Vorgegebener Text >>
__________________________________________________

Jahrgang 1974, ledig, zwei Kinder.

Er hat 1992 im Leipziger Hotel Merkur den Beruf des Koch gelernt, war danach in zwei kleinen Restaurants der Messestadt, bevor er 1999 einige Jahre ins Schweizerische Olten ging. Seit 2002 ist er Inhaber und Küchenchef des Restaurants "Stelzenhaus" in Leipzig.

Was ist für Sie kulinarischer Genuss im Allgemeinen und im Besonderen?

Genuss muss vor allem ein Erlebnis sein. Und besteht in der Kunst, vermeintlich einfache Dinge so gut zuzubereiten, dass es eben dieses Erlebnis wird. Schön kochen kann (fast) jeder, meine Intention geht aber darüber hinaus.

Beschreiben Sie das kulinarische Angebot Ihrer Restaurants in einem Satz?

Das hat auch etwas mit dem vorgenannte Erlebnis zu tun: Wir verkaufen Emotionen, sozusagen kulinarische Glücksgefühle. Das ist unser oberstes Anliegen, ohne  mich dabei auf eine bestimmte Ausrichtung der Küche festzulegen.

__________________________________________________

Zeilenübersicht >>
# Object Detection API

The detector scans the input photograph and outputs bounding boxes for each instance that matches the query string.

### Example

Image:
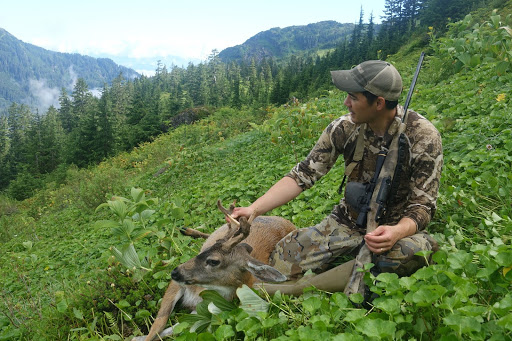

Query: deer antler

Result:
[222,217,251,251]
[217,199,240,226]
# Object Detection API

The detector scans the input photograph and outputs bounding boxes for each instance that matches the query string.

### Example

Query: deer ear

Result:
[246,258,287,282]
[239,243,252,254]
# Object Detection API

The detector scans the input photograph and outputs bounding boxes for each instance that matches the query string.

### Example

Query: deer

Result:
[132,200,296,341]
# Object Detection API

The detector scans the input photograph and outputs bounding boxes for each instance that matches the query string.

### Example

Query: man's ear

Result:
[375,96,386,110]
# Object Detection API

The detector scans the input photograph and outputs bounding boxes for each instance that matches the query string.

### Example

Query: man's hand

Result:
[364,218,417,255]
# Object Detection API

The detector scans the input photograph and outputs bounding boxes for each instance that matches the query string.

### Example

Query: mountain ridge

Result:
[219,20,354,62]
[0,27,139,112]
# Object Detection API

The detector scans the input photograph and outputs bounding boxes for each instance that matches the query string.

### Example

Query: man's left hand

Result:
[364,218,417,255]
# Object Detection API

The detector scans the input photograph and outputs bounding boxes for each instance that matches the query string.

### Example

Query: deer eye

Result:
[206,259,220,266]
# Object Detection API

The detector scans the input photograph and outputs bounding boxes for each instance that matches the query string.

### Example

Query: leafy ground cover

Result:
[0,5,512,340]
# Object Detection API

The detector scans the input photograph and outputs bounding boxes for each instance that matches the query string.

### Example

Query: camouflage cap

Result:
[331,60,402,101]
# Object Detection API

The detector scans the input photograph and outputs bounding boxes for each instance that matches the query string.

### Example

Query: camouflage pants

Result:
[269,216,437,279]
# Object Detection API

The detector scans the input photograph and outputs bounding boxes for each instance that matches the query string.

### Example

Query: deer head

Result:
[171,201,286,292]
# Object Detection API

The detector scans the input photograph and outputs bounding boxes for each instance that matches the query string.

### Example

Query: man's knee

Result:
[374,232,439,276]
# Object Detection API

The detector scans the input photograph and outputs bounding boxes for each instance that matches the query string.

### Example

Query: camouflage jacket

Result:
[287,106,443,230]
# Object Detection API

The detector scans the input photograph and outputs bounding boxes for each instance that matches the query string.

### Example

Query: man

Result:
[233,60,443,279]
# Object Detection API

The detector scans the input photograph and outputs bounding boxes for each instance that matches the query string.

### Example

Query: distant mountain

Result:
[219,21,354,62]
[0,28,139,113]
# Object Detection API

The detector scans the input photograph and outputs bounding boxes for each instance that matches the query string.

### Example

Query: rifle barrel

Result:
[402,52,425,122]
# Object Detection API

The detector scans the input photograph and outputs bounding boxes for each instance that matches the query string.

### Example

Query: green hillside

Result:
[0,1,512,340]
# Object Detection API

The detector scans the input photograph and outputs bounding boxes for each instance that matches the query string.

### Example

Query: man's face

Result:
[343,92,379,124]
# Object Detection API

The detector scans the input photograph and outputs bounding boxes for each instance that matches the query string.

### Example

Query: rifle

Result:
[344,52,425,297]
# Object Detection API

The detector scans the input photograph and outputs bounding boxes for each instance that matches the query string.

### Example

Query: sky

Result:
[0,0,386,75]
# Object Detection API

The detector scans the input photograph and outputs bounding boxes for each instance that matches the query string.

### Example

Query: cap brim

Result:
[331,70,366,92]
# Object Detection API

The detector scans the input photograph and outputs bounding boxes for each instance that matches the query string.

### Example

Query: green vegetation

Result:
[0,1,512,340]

__________________________________________________

Listen Sie sämtliche Jahreszahlen aus dem vorgegebenen Text in der Reihenfolge ihres Vorkommens auf. Die Zeilen stammen aus einer anderen Quelle als der vorgegebene Text.

1974, 1992, 1999, 2002